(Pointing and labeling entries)

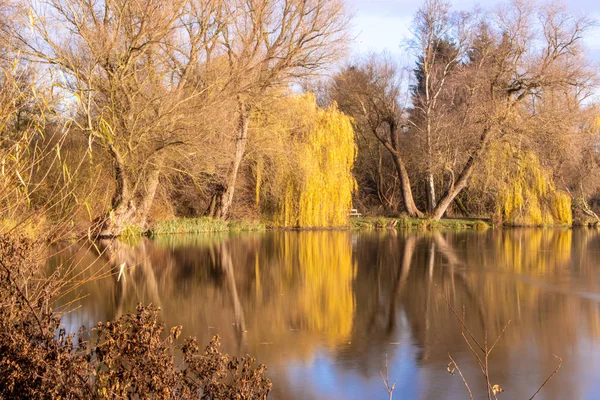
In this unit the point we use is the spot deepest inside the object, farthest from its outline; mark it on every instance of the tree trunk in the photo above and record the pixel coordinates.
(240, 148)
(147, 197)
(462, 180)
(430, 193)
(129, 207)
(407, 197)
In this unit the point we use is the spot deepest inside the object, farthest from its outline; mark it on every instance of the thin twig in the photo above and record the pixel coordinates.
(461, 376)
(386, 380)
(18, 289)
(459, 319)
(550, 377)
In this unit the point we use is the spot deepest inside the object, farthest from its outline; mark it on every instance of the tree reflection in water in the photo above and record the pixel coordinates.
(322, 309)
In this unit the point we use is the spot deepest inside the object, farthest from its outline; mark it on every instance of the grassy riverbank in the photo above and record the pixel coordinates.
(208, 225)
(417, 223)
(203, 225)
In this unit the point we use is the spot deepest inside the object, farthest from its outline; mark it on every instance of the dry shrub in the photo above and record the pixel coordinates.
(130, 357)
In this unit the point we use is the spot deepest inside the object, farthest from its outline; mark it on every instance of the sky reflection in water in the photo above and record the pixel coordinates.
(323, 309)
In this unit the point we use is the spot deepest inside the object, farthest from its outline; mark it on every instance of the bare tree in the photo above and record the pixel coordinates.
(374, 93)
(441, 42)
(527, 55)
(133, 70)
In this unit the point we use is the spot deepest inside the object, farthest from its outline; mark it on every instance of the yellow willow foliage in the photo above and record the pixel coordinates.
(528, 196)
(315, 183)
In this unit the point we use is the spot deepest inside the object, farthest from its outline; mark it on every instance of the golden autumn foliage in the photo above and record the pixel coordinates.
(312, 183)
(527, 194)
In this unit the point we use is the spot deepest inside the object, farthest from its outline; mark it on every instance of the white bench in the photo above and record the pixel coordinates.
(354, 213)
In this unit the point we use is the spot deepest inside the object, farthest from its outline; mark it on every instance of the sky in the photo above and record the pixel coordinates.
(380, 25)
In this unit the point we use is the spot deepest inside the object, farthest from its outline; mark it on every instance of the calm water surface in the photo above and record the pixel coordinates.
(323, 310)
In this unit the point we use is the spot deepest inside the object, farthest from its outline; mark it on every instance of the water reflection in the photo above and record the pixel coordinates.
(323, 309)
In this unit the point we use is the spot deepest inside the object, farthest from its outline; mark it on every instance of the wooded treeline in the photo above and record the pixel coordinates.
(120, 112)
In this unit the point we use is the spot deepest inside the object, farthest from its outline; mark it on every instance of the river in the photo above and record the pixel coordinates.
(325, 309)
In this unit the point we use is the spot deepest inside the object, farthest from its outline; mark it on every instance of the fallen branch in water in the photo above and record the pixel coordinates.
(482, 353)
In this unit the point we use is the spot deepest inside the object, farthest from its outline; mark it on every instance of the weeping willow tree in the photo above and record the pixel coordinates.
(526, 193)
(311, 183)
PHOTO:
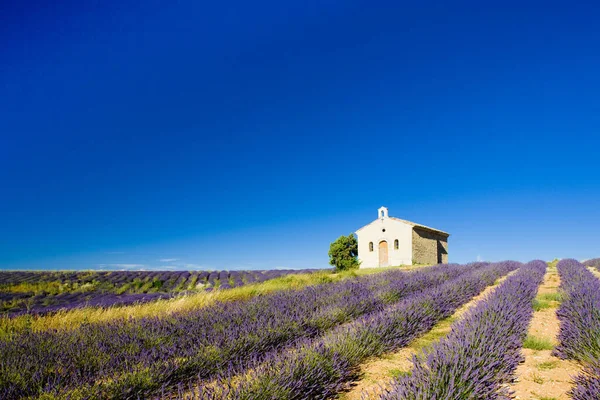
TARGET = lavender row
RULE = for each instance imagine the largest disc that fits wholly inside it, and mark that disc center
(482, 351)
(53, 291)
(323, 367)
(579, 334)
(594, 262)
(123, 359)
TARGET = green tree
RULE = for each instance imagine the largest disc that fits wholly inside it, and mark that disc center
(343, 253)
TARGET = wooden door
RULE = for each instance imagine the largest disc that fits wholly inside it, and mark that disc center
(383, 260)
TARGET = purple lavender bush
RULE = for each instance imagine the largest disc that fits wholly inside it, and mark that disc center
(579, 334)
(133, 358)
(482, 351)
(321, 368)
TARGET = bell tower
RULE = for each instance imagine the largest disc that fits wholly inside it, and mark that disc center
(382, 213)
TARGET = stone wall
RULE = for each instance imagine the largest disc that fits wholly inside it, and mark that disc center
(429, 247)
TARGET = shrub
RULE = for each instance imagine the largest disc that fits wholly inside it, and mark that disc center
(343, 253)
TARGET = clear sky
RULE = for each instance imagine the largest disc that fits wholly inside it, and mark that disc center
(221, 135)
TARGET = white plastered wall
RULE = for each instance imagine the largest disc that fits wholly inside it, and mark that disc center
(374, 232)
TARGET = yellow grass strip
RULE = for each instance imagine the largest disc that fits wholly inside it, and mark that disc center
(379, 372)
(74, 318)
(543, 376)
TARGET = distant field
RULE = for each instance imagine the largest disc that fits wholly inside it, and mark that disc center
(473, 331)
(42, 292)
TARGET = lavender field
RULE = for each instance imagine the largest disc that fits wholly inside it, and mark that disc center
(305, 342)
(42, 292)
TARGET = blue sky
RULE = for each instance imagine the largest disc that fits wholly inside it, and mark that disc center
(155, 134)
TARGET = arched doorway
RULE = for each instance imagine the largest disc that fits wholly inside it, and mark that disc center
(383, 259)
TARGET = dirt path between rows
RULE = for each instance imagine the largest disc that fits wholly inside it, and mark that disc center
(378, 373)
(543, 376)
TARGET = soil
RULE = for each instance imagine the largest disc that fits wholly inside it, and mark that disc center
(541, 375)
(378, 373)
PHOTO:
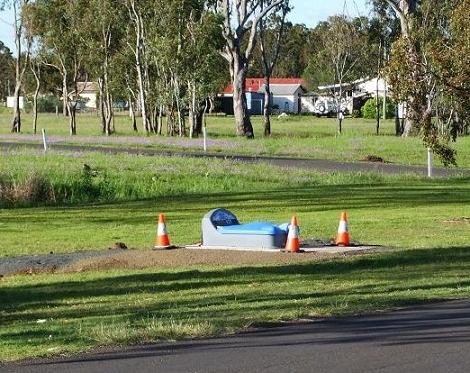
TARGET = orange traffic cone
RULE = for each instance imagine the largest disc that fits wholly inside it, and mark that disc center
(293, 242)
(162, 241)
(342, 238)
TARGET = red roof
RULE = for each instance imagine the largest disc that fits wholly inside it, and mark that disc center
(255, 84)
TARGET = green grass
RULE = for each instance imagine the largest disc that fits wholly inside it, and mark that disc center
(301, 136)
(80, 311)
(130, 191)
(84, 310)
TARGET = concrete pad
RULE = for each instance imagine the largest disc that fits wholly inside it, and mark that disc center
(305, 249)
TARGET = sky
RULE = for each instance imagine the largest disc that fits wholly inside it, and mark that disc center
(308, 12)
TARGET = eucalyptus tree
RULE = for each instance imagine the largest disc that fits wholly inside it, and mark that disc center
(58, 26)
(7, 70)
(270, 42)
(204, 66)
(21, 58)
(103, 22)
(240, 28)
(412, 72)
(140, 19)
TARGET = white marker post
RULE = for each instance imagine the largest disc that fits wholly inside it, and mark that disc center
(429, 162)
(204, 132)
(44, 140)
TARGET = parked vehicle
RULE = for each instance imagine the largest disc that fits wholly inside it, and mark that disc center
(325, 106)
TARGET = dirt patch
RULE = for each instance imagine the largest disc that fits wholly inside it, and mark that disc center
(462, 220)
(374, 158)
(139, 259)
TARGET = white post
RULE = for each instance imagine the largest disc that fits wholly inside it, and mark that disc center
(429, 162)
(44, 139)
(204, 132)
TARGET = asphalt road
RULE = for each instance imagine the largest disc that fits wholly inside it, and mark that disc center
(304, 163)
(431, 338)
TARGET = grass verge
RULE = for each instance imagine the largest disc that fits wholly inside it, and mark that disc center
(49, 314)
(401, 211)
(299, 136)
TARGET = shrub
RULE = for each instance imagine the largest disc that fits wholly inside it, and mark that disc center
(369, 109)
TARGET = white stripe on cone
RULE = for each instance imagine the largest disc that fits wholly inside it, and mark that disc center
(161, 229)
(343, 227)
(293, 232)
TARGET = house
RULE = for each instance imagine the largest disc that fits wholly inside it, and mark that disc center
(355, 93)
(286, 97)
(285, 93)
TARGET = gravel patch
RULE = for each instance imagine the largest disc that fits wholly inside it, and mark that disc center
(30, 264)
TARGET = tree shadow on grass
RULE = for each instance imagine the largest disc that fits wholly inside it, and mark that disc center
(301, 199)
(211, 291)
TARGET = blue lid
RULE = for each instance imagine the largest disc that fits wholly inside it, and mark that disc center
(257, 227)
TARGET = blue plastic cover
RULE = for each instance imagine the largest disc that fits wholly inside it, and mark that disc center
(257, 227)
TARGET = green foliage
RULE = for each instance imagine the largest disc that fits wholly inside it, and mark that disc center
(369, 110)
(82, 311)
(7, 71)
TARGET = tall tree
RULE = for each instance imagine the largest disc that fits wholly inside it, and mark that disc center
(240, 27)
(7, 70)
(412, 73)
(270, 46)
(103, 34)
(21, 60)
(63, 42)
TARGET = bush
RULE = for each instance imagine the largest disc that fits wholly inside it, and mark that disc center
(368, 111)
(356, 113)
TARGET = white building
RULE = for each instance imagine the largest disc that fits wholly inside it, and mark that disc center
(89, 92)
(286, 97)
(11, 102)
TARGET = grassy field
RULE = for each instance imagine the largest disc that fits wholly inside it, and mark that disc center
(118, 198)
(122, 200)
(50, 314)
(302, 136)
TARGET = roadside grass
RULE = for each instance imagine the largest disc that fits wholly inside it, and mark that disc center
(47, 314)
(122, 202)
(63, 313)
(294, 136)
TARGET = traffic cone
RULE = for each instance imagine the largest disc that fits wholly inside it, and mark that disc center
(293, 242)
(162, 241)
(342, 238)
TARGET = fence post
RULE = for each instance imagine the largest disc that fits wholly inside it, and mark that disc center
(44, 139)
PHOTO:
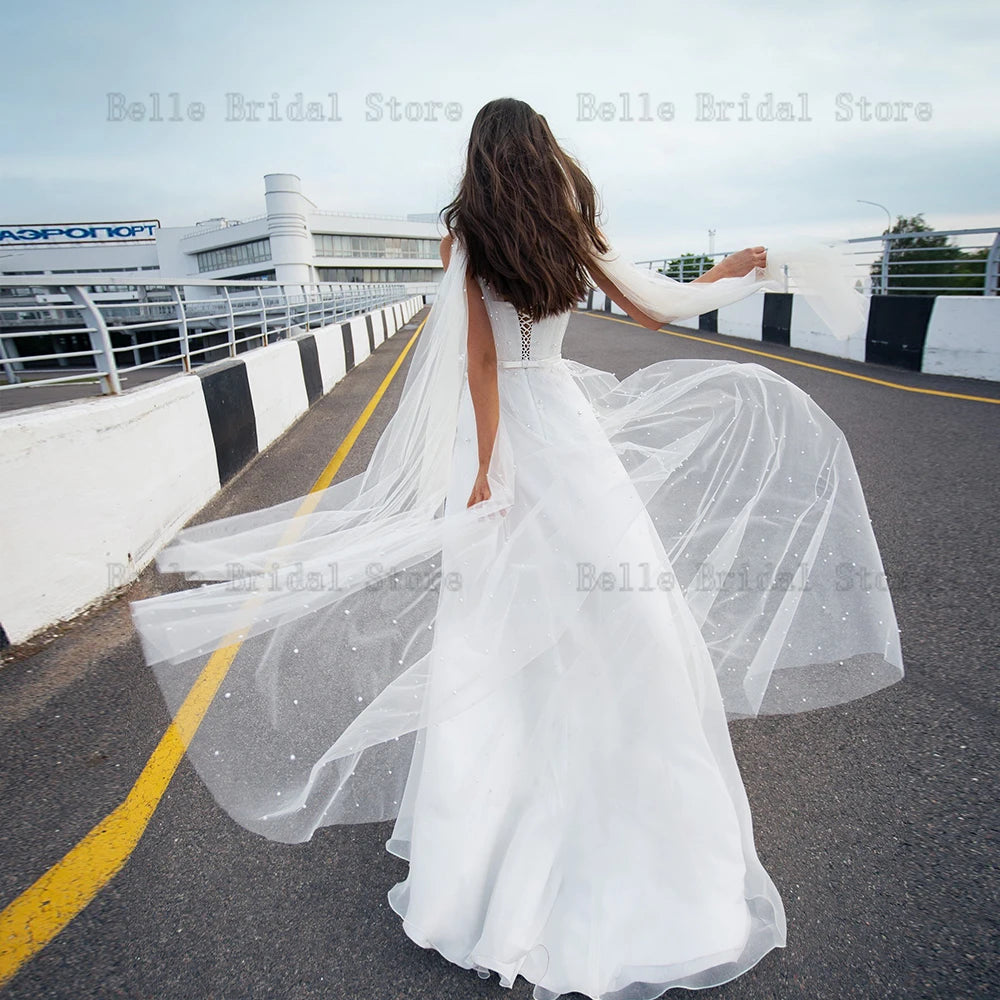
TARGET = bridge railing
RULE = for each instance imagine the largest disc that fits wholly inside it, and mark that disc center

:: WORK TO BE COMPLETED ::
No pictures belong in the copy: reproduce exactly the lines above from the one that contains "TARGET = white building" through the last line of the entries.

:: TASK RESULT ::
TARGET = white building
RULE = for each instance imagine the largest disc that fits wholly inside it, and mark that disc center
(89, 92)
(286, 97)
(11, 102)
TARGET = grassy field
RULE = for each instance imagine the largest disc that fits wholly inside it, and mark that disc center
(118, 198)
(122, 200)
(50, 314)
(302, 136)
TARGET = roadside grass
RULE = for each instance imagine the largest disc that fits wholly inside it, and mark that disc center
(47, 314)
(122, 202)
(63, 313)
(294, 136)
TARGET = traffic cone
RULE = for each instance imagine the largest disc that fits wholly inside it, and mark that disc center
(293, 242)
(162, 241)
(342, 238)
TARGET = fence post
RULE = for each instance imagine the largest disc that fits wholly inside it, and mark that disc center
(44, 139)
PHOTO:
TARGET = bridge railing
RULE = for each instance imagine the largest disc that fits wholly inside it, and mark that disc center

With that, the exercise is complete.